[Start of Raw data]

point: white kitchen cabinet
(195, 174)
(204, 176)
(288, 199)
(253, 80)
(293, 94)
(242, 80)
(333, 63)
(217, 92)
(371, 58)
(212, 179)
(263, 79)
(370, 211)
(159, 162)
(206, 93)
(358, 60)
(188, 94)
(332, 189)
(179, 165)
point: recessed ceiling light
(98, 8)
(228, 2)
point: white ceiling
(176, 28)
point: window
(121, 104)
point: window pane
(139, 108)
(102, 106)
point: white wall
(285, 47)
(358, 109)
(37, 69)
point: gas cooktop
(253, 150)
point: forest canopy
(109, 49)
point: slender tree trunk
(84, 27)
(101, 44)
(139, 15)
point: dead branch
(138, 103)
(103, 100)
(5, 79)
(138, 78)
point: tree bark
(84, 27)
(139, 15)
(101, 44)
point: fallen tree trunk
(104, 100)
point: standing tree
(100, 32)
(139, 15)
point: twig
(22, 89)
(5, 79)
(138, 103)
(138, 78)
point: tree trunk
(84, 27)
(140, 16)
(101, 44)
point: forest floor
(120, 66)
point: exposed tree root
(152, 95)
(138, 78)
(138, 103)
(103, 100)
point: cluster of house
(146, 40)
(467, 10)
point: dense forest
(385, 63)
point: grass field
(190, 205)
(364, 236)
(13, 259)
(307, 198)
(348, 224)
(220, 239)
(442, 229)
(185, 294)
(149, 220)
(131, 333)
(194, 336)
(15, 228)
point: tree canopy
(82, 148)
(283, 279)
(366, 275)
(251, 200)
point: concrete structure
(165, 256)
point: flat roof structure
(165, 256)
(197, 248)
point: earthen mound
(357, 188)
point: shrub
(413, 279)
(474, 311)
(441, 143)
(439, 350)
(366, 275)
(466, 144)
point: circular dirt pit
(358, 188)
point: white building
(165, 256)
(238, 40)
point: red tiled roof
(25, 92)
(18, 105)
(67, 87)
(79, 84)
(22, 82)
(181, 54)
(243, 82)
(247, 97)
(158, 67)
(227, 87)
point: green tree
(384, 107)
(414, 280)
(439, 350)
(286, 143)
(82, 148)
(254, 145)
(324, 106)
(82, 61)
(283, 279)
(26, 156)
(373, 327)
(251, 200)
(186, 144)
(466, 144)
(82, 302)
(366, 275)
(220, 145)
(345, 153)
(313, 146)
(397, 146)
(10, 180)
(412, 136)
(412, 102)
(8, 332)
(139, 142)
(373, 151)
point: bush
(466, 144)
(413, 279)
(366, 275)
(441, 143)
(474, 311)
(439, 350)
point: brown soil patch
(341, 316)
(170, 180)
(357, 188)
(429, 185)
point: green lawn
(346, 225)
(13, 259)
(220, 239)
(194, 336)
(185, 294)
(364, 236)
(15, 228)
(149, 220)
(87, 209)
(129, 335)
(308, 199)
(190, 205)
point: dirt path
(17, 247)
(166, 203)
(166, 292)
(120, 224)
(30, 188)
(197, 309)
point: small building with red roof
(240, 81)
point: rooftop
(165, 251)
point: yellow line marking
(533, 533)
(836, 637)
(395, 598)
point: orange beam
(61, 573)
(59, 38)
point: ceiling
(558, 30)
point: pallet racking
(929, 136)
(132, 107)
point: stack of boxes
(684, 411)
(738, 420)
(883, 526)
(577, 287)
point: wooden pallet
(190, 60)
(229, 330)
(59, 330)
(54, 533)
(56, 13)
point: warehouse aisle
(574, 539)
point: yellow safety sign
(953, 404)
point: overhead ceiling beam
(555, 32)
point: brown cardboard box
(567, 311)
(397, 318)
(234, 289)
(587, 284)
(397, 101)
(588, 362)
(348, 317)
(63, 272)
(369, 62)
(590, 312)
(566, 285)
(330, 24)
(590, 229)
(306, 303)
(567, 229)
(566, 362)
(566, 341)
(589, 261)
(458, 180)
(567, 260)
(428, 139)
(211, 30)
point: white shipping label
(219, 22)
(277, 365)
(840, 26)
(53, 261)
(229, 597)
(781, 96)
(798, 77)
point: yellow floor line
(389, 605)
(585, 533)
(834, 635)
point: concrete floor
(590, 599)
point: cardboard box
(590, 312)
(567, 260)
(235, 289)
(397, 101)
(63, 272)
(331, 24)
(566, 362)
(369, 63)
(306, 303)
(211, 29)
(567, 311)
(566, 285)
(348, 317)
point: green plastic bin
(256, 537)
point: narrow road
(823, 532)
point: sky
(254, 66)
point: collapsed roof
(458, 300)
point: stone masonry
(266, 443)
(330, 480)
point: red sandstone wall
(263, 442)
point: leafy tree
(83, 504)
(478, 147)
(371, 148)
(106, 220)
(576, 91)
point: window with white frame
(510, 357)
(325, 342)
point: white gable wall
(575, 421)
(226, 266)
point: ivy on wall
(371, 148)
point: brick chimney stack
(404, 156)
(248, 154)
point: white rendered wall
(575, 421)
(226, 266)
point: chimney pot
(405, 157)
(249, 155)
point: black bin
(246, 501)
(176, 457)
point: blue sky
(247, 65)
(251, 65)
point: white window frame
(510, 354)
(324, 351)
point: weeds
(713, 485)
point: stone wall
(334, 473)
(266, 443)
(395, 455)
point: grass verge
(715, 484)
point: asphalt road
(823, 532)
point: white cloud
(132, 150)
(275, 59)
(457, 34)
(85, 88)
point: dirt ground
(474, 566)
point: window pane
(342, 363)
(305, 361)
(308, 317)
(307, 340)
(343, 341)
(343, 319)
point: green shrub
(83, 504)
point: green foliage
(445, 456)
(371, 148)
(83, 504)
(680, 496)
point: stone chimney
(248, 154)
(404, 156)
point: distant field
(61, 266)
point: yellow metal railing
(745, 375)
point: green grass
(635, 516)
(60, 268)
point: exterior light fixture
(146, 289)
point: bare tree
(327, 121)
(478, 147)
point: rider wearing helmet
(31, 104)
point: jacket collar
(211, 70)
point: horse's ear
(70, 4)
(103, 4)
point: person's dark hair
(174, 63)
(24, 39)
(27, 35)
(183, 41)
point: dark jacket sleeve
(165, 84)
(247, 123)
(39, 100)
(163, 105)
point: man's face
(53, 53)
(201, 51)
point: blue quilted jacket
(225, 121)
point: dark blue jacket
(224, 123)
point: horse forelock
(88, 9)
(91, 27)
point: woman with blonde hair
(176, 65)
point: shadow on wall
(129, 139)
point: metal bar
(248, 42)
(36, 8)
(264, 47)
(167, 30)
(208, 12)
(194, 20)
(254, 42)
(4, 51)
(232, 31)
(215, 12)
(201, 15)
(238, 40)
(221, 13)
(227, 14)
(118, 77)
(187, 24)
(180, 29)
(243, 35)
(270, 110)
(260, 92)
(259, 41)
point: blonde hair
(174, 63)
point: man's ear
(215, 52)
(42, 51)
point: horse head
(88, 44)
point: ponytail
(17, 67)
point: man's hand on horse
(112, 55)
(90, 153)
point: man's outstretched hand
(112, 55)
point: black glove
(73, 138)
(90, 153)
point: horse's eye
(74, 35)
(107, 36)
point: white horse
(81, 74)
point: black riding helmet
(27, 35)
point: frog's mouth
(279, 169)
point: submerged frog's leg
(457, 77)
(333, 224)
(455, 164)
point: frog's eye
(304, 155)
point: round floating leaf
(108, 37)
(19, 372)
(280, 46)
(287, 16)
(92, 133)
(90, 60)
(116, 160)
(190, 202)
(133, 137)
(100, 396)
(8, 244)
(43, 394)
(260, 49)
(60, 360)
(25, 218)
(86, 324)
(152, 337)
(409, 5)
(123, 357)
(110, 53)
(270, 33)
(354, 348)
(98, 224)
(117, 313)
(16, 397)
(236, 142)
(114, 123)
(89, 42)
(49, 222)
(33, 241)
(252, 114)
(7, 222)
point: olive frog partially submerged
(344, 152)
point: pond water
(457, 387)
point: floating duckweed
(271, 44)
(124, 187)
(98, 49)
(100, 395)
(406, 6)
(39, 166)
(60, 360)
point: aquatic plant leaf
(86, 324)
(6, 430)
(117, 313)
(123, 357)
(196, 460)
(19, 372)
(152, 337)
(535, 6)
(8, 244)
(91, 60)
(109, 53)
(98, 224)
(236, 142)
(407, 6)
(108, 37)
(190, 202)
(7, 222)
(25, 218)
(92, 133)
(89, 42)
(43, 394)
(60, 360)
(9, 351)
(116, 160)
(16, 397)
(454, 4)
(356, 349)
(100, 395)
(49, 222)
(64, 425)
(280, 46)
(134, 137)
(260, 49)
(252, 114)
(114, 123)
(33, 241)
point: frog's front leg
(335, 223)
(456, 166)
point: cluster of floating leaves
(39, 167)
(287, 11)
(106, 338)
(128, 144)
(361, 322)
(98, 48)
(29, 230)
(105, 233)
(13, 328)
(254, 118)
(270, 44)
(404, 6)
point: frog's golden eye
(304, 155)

[End of Raw data]

> **Your task**
All lines from the line containing "point: pond water" through the end of the listing above are to be duplicated exactly; include both ends and nothing further.

> **Complete answer**
point: pond water
(457, 387)
point: floating duckweed
(271, 44)
(124, 187)
(98, 49)
(100, 395)
(406, 6)
(39, 166)
(60, 360)
point: aquatic plant leaf
(86, 324)
(6, 430)
(117, 313)
(123, 357)
(196, 460)
(19, 372)
(152, 337)
(535, 6)
(8, 244)
(91, 60)
(109, 53)
(98, 224)
(236, 142)
(407, 6)
(108, 37)
(190, 202)
(7, 222)
(25, 218)
(92, 133)
(89, 42)
(43, 394)
(60, 360)
(9, 351)
(116, 160)
(16, 397)
(454, 4)
(356, 349)
(100, 395)
(49, 222)
(64, 425)
(280, 46)
(134, 137)
(260, 49)
(252, 114)
(114, 123)
(33, 241)
point: frog's front leg
(335, 223)
(456, 166)
point: cluster of floating leaves
(39, 167)
(287, 11)
(106, 338)
(128, 144)
(361, 322)
(98, 48)
(29, 230)
(105, 233)
(13, 328)
(254, 118)
(270, 44)
(404, 6)
point: frog's golden eye
(304, 155)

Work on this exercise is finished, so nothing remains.